▸ WORK TO BE COMPLETED
Arrange the lines between the one containing "Help me find the cooling tower." and the one containing "[251,127,342,172]", inclusive, as a Markdown table with the columns Row and Line. Leave out any blank lines.

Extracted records

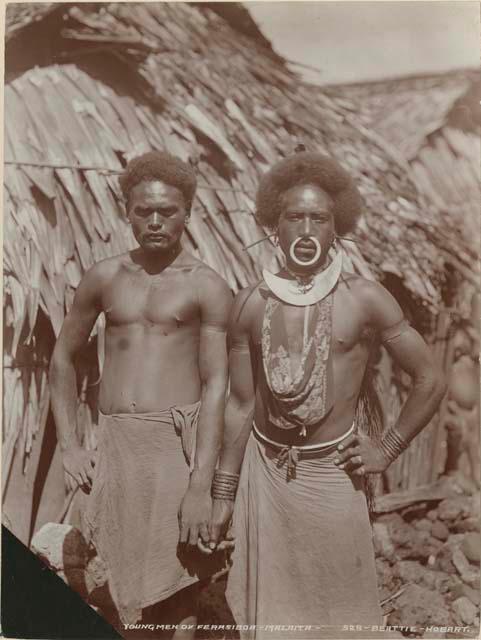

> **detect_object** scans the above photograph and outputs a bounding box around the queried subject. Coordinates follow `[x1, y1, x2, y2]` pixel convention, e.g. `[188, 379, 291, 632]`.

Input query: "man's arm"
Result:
[339, 283, 446, 475]
[50, 265, 107, 491]
[179, 273, 232, 545]
[210, 288, 255, 548]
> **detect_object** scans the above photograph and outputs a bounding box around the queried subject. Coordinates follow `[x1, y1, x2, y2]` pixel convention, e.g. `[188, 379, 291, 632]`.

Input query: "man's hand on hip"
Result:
[178, 487, 212, 545]
[334, 433, 389, 476]
[209, 499, 234, 550]
[63, 447, 96, 493]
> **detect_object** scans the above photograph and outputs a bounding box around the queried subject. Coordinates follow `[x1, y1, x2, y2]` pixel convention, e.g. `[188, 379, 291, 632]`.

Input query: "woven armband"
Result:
[379, 318, 410, 344]
[212, 469, 240, 502]
[379, 427, 409, 464]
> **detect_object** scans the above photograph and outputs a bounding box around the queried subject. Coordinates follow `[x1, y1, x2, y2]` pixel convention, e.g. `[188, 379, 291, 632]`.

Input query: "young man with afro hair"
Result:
[50, 152, 232, 638]
[211, 152, 444, 639]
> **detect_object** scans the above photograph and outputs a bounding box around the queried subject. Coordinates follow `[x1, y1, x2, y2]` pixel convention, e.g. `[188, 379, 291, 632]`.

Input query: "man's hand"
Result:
[178, 487, 212, 545]
[334, 433, 389, 476]
[209, 499, 234, 550]
[63, 447, 96, 493]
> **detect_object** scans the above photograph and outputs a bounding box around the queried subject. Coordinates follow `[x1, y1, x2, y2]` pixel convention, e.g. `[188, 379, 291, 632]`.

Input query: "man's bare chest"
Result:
[102, 272, 199, 329]
[252, 299, 373, 356]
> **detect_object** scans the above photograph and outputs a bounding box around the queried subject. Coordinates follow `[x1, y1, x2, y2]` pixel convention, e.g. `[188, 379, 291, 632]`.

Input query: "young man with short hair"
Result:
[50, 152, 231, 637]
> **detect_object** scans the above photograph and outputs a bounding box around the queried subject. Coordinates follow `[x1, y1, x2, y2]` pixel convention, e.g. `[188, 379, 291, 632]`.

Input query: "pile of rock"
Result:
[31, 522, 118, 624]
[373, 495, 481, 638]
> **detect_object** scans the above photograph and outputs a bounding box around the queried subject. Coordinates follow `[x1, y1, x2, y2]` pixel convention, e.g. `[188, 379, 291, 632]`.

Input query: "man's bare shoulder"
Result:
[82, 253, 129, 285]
[341, 273, 403, 326]
[231, 281, 262, 327]
[182, 254, 232, 299]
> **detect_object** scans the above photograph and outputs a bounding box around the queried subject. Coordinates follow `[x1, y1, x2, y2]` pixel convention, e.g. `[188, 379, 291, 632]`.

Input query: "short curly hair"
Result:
[119, 151, 197, 211]
[256, 151, 362, 235]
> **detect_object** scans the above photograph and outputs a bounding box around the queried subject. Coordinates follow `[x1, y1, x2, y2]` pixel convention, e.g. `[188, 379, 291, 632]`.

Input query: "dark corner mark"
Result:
[1, 525, 121, 640]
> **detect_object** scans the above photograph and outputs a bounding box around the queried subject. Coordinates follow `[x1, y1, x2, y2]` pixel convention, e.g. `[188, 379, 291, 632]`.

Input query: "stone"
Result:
[57, 568, 88, 599]
[30, 522, 88, 571]
[85, 556, 108, 593]
[414, 518, 433, 533]
[438, 496, 473, 521]
[449, 582, 479, 606]
[389, 584, 452, 626]
[393, 560, 449, 592]
[372, 522, 395, 560]
[452, 596, 478, 625]
[452, 517, 480, 533]
[461, 533, 480, 564]
[393, 560, 424, 584]
[435, 544, 456, 575]
[375, 557, 400, 594]
[388, 520, 418, 547]
[451, 547, 471, 576]
[445, 533, 464, 549]
[431, 520, 449, 540]
[452, 547, 480, 589]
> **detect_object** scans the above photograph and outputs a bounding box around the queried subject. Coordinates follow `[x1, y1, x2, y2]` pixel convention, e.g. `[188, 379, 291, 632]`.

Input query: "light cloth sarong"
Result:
[84, 403, 223, 624]
[226, 432, 382, 640]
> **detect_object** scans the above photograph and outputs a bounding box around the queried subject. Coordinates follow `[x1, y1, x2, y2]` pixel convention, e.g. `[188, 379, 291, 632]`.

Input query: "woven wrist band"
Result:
[379, 427, 409, 462]
[212, 470, 239, 501]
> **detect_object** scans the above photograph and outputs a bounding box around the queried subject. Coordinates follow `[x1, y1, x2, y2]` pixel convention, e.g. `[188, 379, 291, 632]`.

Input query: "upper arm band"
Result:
[379, 318, 410, 344]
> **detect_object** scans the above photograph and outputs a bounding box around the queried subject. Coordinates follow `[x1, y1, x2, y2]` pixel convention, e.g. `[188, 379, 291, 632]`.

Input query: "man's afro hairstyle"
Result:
[256, 151, 362, 236]
[119, 151, 197, 211]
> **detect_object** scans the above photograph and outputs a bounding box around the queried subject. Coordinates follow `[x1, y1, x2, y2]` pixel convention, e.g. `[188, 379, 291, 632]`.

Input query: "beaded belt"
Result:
[253, 422, 355, 477]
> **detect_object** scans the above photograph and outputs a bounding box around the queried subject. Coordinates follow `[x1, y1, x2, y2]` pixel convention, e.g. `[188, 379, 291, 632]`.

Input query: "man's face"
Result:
[278, 185, 335, 273]
[128, 180, 188, 253]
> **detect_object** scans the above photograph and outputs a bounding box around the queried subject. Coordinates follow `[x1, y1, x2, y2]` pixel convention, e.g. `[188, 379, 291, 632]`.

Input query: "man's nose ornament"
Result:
[289, 236, 321, 267]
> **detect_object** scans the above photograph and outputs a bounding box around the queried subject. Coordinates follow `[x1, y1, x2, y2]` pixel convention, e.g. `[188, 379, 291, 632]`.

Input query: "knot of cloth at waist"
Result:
[99, 401, 201, 471]
[253, 423, 356, 479]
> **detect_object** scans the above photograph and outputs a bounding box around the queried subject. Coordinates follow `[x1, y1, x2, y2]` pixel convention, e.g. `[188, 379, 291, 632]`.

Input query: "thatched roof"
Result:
[326, 70, 481, 160]
[5, 3, 469, 332]
[327, 70, 481, 304]
[4, 3, 473, 467]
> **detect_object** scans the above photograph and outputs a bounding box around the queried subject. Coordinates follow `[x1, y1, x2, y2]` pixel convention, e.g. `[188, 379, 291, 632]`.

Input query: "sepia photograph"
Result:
[1, 0, 481, 640]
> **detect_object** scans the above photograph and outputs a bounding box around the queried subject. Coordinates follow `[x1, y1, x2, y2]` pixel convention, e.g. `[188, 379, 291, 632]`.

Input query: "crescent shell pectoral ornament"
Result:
[262, 251, 342, 307]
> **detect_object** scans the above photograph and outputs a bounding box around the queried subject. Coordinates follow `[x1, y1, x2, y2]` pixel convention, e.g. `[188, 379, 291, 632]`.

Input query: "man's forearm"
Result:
[219, 397, 254, 473]
[190, 385, 225, 491]
[388, 373, 446, 444]
[50, 356, 80, 451]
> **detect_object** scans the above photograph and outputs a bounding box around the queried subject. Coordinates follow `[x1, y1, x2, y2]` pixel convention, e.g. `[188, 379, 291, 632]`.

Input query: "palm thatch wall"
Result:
[3, 3, 475, 539]
[326, 70, 481, 487]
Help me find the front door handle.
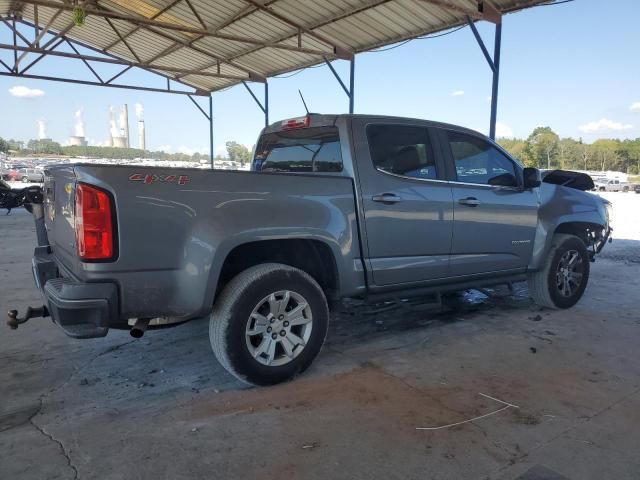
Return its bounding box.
[458,197,480,207]
[371,193,402,205]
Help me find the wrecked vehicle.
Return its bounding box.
[9,114,611,385]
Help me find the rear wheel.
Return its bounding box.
[528,234,590,308]
[209,263,329,385]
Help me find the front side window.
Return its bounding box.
[447,132,518,187]
[252,127,342,172]
[367,125,437,180]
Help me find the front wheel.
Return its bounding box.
[209,263,329,385]
[528,234,590,308]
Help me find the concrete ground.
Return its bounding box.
[0,194,640,480]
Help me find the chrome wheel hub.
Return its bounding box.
[556,250,584,297]
[245,290,313,367]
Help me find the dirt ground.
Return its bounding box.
[0,193,640,480]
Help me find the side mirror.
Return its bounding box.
[522,167,542,190]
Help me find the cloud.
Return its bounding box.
[176,145,209,155]
[9,85,44,98]
[496,122,513,138]
[578,118,633,133]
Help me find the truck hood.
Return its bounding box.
[542,170,595,192]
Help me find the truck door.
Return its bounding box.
[353,118,453,286]
[439,130,539,276]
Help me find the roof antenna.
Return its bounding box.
[298,90,309,115]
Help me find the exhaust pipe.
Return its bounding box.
[129,318,151,338]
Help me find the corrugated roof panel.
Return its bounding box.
[0,0,546,90]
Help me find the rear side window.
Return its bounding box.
[367,125,437,180]
[252,127,342,172]
[447,132,518,187]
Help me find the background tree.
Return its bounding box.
[591,139,620,171]
[578,141,593,170]
[226,141,251,165]
[558,138,580,169]
[498,138,536,167]
[527,127,560,169]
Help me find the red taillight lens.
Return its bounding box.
[75,183,114,260]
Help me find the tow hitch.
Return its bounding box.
[7,305,49,330]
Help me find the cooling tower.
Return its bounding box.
[138,120,146,150]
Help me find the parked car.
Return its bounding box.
[10,115,611,385]
[18,168,44,183]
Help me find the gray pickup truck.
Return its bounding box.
[9,114,611,385]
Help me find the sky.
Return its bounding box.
[0,0,640,154]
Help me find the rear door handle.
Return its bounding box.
[458,197,480,207]
[371,193,402,205]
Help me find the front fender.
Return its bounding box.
[528,183,607,270]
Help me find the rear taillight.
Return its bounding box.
[280,116,311,130]
[75,183,115,261]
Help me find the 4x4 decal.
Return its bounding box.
[129,173,189,185]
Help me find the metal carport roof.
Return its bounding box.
[0,0,567,165]
[0,0,548,92]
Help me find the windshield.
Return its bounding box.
[251,127,342,172]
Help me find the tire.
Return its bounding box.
[209,263,329,385]
[528,234,590,308]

▸ SOLUTION TO THE PROBLEM
| Row | Line |
|---|---|
| 1 | Help me find the cooling tower. |
| 2 | Return its bounding box. |
| 3 | [138,120,146,150] |
| 4 | Help me find the parked car. |
| 5 | Return its bounding box. |
| 6 | [10,115,611,385] |
| 7 | [18,168,44,183] |
| 8 | Help me find the gray pickup truck. |
| 9 | Return its bounding box. |
| 10 | [9,114,611,385] |
| 11 | Help me find the sky. |
| 12 | Return its bounding box. |
| 13 | [0,0,640,154] |
| 14 | Help me find the rear door handle. |
| 15 | Return its bounding box. |
| 16 | [458,197,480,207] |
| 17 | [371,193,402,205] |
| 18 | Help me find the front fender. |
| 19 | Return its bounding box. |
| 20 | [528,183,607,270] |
| 21 | Help me find the rear taillight. |
| 22 | Return its bounding box. |
| 23 | [280,116,311,130] |
| 24 | [75,183,115,261] |
| 25 | Help me find the 4x4 decal. |
| 26 | Return its bounding box. |
| 27 | [129,173,189,185] |
| 28 | Help me find the metal carport roof. |
| 29 | Return its bounding box. |
| 30 | [0,0,567,165] |
| 31 | [0,0,548,92] |
| 32 | Help me find the windshield. |
| 33 | Return its bounding box. |
| 34 | [251,127,342,172] |